Repeat the records. Match each character exactly.

## Point localization data:
-- Opening Marker --

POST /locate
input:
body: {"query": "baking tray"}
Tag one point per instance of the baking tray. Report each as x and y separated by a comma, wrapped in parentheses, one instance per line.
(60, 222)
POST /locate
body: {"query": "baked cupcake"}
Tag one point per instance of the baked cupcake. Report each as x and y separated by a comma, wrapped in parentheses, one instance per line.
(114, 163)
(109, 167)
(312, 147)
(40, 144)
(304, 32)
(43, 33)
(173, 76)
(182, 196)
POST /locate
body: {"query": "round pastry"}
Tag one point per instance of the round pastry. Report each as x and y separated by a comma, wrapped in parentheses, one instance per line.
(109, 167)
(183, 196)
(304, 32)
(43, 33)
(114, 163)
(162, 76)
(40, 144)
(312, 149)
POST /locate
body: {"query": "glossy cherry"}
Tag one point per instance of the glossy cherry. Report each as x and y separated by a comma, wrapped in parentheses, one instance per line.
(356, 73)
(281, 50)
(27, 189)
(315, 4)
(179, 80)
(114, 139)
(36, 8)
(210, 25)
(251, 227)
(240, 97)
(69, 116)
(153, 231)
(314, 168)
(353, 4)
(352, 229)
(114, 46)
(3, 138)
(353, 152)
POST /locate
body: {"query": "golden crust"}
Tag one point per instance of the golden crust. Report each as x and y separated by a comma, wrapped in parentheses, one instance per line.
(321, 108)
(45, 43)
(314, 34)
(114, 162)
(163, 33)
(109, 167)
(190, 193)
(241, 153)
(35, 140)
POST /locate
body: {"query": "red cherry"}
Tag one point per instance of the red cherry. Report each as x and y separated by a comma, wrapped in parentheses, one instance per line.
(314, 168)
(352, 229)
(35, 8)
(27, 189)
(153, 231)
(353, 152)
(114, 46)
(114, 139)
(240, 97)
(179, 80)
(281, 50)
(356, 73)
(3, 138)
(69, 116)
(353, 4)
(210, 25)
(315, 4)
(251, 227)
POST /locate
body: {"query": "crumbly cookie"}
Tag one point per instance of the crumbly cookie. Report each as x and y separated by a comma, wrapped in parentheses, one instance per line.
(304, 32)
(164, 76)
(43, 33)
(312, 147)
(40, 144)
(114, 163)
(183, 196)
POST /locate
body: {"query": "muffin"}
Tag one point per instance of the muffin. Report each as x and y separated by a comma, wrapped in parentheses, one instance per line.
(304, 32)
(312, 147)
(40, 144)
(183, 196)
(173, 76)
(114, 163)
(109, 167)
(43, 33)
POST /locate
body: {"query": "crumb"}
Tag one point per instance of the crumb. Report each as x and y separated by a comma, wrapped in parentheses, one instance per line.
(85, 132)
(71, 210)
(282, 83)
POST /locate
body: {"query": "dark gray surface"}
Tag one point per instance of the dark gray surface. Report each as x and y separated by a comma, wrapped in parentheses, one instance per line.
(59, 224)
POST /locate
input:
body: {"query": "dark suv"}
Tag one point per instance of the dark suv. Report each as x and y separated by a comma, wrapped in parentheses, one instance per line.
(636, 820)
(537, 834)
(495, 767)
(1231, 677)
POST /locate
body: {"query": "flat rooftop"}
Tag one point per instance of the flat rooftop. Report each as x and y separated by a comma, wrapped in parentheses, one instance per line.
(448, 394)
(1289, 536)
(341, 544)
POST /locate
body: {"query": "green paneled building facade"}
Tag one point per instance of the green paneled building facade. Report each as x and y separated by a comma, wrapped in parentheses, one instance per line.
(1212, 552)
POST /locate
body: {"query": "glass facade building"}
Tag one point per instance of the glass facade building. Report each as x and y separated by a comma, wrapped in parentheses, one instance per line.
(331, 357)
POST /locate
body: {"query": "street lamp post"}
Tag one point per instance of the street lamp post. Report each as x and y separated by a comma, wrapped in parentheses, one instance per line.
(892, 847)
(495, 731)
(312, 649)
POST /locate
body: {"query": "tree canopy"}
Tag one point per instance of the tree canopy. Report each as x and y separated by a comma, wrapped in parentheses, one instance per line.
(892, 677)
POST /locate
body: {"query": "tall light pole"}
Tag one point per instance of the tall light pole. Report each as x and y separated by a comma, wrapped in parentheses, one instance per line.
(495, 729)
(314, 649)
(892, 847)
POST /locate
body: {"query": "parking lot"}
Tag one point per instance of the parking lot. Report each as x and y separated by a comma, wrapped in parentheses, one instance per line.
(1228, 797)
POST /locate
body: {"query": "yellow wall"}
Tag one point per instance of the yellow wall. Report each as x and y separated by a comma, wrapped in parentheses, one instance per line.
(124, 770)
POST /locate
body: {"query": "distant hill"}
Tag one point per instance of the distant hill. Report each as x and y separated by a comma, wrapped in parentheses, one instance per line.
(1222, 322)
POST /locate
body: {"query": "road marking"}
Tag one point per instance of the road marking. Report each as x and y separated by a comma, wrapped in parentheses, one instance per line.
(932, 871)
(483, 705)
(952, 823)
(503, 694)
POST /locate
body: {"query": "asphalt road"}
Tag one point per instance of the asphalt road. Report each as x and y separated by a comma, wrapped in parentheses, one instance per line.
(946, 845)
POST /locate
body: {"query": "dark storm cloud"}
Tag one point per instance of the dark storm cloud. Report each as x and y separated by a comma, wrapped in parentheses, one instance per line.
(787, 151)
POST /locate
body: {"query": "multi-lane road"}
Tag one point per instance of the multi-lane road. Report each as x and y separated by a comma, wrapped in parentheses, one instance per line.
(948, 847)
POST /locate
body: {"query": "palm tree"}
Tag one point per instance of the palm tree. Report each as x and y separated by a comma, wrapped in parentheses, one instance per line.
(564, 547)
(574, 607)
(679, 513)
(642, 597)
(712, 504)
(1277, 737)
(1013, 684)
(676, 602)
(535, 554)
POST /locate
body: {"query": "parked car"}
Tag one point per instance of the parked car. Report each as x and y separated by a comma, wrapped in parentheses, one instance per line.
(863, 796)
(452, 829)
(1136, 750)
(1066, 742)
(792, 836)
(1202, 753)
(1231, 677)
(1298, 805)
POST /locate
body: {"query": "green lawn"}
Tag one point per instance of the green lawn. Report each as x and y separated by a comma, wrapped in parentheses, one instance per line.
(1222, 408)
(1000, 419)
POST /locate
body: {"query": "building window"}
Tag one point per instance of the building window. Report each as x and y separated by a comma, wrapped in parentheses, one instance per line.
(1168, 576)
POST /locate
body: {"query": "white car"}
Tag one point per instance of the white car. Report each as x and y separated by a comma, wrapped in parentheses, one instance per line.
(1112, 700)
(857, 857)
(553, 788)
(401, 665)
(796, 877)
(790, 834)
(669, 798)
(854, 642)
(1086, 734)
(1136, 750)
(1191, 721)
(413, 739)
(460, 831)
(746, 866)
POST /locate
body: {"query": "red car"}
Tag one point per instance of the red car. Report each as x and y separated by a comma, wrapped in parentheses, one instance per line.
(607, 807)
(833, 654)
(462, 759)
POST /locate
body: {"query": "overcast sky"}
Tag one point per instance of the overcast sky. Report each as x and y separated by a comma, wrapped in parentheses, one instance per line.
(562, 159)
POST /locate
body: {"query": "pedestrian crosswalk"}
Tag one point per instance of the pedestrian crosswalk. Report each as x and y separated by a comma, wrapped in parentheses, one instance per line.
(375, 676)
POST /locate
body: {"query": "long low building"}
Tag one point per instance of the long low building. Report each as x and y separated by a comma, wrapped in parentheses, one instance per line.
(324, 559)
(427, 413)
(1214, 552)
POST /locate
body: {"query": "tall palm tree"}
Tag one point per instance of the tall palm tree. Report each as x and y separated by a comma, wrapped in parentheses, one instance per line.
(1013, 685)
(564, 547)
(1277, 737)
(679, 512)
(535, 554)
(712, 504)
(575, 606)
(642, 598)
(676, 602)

-- Closing Marker --

## Completed exercise:
POST /locate
input:
body: {"query": "baking tray"}
Tag one point per instance of the baking tray. Report each as x and y separated by a comma, wrapped in parentheses, one instance per line.
(60, 222)
POST /locate
body: {"query": "baked cupcake"}
Tag one point per instance of the baked cupcake. Report each as x and y separated by a comma, wrapped in parentheses, one instance per line.
(114, 163)
(109, 167)
(312, 147)
(40, 144)
(304, 32)
(43, 33)
(173, 76)
(182, 196)
POST /locate
body: {"query": "round pastry"}
Tag one point per instance of the round pastry. Report each as x and y separated by a comma, wrapped in parentheses, one instance per line.
(109, 167)
(183, 196)
(304, 32)
(43, 33)
(114, 163)
(162, 76)
(40, 144)
(312, 149)
POST /locate
body: {"query": "glossy cherry"}
Tag one point per instance of the glossy cherry. Report each as x and y separated by a comma, wrapped in parentheses, one instance per line.
(356, 73)
(281, 50)
(27, 189)
(315, 4)
(179, 80)
(114, 139)
(36, 8)
(210, 25)
(251, 227)
(240, 97)
(69, 116)
(153, 231)
(314, 168)
(353, 4)
(352, 229)
(114, 46)
(3, 138)
(353, 152)
POST /locate
body: {"query": "golden crust"}
Tag one point per instance of the golden crust. Report each as x and y separated by a comma, wrapped in parentheses, one instance per line.
(321, 108)
(45, 43)
(314, 34)
(114, 162)
(163, 33)
(109, 167)
(190, 193)
(241, 153)
(35, 140)
POST /locate
body: {"query": "red cherry"}
Tag one point per instance of the red cherry. Report each as x and y separated by a comma, wrapped in parentheses, one instance per line.
(314, 168)
(352, 229)
(35, 8)
(27, 189)
(153, 231)
(353, 152)
(114, 46)
(114, 139)
(240, 97)
(179, 80)
(281, 50)
(356, 73)
(3, 138)
(69, 116)
(353, 4)
(210, 25)
(315, 4)
(251, 227)
POST /locate
body: {"query": "crumbly cookie"}
Tag one point per instance of the crumbly cookie. Report each as x and y separated by a comma, wrapped in parentheses, one instance per line.
(304, 32)
(164, 76)
(43, 33)
(312, 147)
(40, 144)
(114, 163)
(183, 196)
POST /locate
body: {"query": "muffin"}
Tag one point per instance of the muffin. Report each as x and y separated by a comma, wrapped in parentheses, one instance per line.
(304, 32)
(312, 147)
(40, 144)
(183, 196)
(173, 76)
(114, 163)
(109, 167)
(43, 33)
POST /locate
body: {"query": "crumb"}
Tag one point per instance of the crumb. Report each as x and y separated by a comma, wrapped in parentheses, one instance per line.
(85, 132)
(71, 210)
(282, 83)
POST /locate
body: {"query": "dark gray surface"}
Tag one point per instance of the dark gray surface. Report each as x and y separated by a comma, wrapped in parentheses, one instance per line.
(59, 224)
POST /locate
input:
body: {"query": "dark suv"}
Tag one point per instance of the dark suv. Report each as x and y separated by a comma, wrapped in parentheses, one instance per line.
(636, 820)
(537, 834)
(495, 767)
(1231, 677)
POST /locate
body: {"query": "flat rooftop"}
Tag one point per instance of the flat rooftop. Report each as x and y separated by a comma, wrapped in parentheses, one instance per line.
(448, 394)
(1289, 536)
(341, 544)
POST /locate
body: {"query": "green paneled building facade"}
Tag one point per instance of the green paneled building facade. Report each as x and y separated by a comma, wrapped in parentheses, one instance per line.
(1212, 552)
POST /locate
body: {"query": "glass facade building"}
Tag one point per instance of the glass facade building. Report each as x and y separated by a comma, wrapped in parentheses, one instance per line.
(331, 357)
POST /locate
body: {"query": "street lamp post"}
Tag one point per instance of the street lamp post. Report each as x and y separated by a comma, wrapped in parentheses, one instance per line.
(892, 847)
(495, 731)
(312, 649)
POST /locate
body: {"query": "tree canopy"}
Tag one point per instance of the tree canopy. Report each as x and y separated by a comma, wrapped in parentheses, one instance per line.
(892, 677)
POST /locate
body: {"query": "tall light pole"}
Tag one point per instance of the tall light pole. Report each as x and y separated by a comma, wrapped in parentheses, one instance per line.
(495, 729)
(314, 649)
(892, 847)
POST /locate
body: {"query": "parking lot"}
Tag one point per instance of the parking lot. Report each as x and y separated by a comma, wrapped in parentheses, one instance per line.
(1228, 797)
POST /locate
body: {"query": "yellow wall"}
Tag one point per instance of the yellow wall. Report each as x and y separated by a comma, wrapped in parentheses, one instance per line.
(124, 770)
POST /locate
body: {"query": "distant hill"}
Tag one point per instance of the distant hill. Report each as x and y separated by a comma, wrapped in parentheses, one instance per line.
(1222, 322)
POST /locate
body: {"query": "road marking"}
Tag one point per instance of the road marking. Report each as x and y separated by a comma, wrapped in parentheses, one instance per line.
(932, 871)
(483, 705)
(952, 823)
(503, 694)
POST /locate
body: {"query": "asphalt road"}
Tag one point per instance of the asphalt road. Report each as x and y separated by a comma, wrapped in parentheses, one instance per line.
(946, 845)
POST /locate
body: {"query": "dark storm cloud"}
Tag one point per instance of the dark storm cloud. Report each as x and y separated by a comma, wrapped in parentheses, one instance per line.
(787, 151)
POST /locate
body: {"query": "multi-lane road"}
Tag one point per instance of the multi-lane road. Report each as x and y separated by a comma, wrapped in parentheses, one instance per line.
(948, 847)
POST /locate
body: {"query": "palm tree"}
Tag one point per instance of the palm tree. Report each as x and y separated by a comma, wrapped in parentheses, one instance per line.
(564, 547)
(574, 607)
(679, 513)
(642, 597)
(712, 504)
(1277, 737)
(1013, 684)
(676, 602)
(535, 554)
POST /locate
body: {"query": "parked car"}
Tag one point per instance of the parked car. Report each as x and y separated by a comma, wrapped in parentheses, one instance per line.
(863, 796)
(452, 829)
(1136, 750)
(1066, 742)
(792, 836)
(1202, 753)
(1231, 677)
(1298, 805)
POST /locate
body: {"query": "green lawn"}
Tag one point per instance of the green lawn. Report each as x and y separated by a comma, wrapped in parentheses, one instance per line.
(1222, 408)
(1000, 419)
POST /locate
body: {"query": "building window"}
Tag one point per instance of the building window. Report each as x and y separated by a comma, wrapped in parentheses, one instance per line.
(1168, 576)
POST /locate
body: {"query": "white car"}
Tag one point per instance of the white car. Report each as x and y separated by a comma, wrapped in parentheses, one instance per line.
(1112, 700)
(857, 857)
(553, 788)
(401, 665)
(796, 877)
(790, 834)
(669, 798)
(854, 642)
(1086, 734)
(1136, 750)
(1191, 721)
(413, 739)
(460, 831)
(746, 866)
POST /locate
body: {"query": "red car"}
Tag one point per instance of the red car. Report each as x and y separated by a comma, wrapped in parentheses, one instance per line.
(607, 807)
(833, 654)
(462, 759)
POST /locate
body: {"query": "overcast sky"}
Tag one point per instance of the overcast sky. Report each as x and y separated by a comma, wrapped in parentheses, one instance per line.
(562, 159)
POST /locate
body: {"query": "pedestrian crosswalk"}
Tag one point per instance of the pedestrian crosswalk. Report each as x and y separated by a comma, wrapped in parentheses, one instance per line.
(375, 676)
POST /locate
body: {"query": "long low building"}
Tag one point per instance of the long low building. Report each as x and y separated by a comma, wrapped in parentheses, one instance per line.
(324, 559)
(427, 413)
(1214, 552)
POST /locate
body: {"query": "tall palm tree"}
Tag one point per instance of the tall palm tree. Report each as x and y separated by a comma, wrapped in parentheses, one instance per line.
(1013, 685)
(564, 547)
(1277, 737)
(679, 512)
(535, 554)
(712, 504)
(575, 606)
(642, 598)
(676, 602)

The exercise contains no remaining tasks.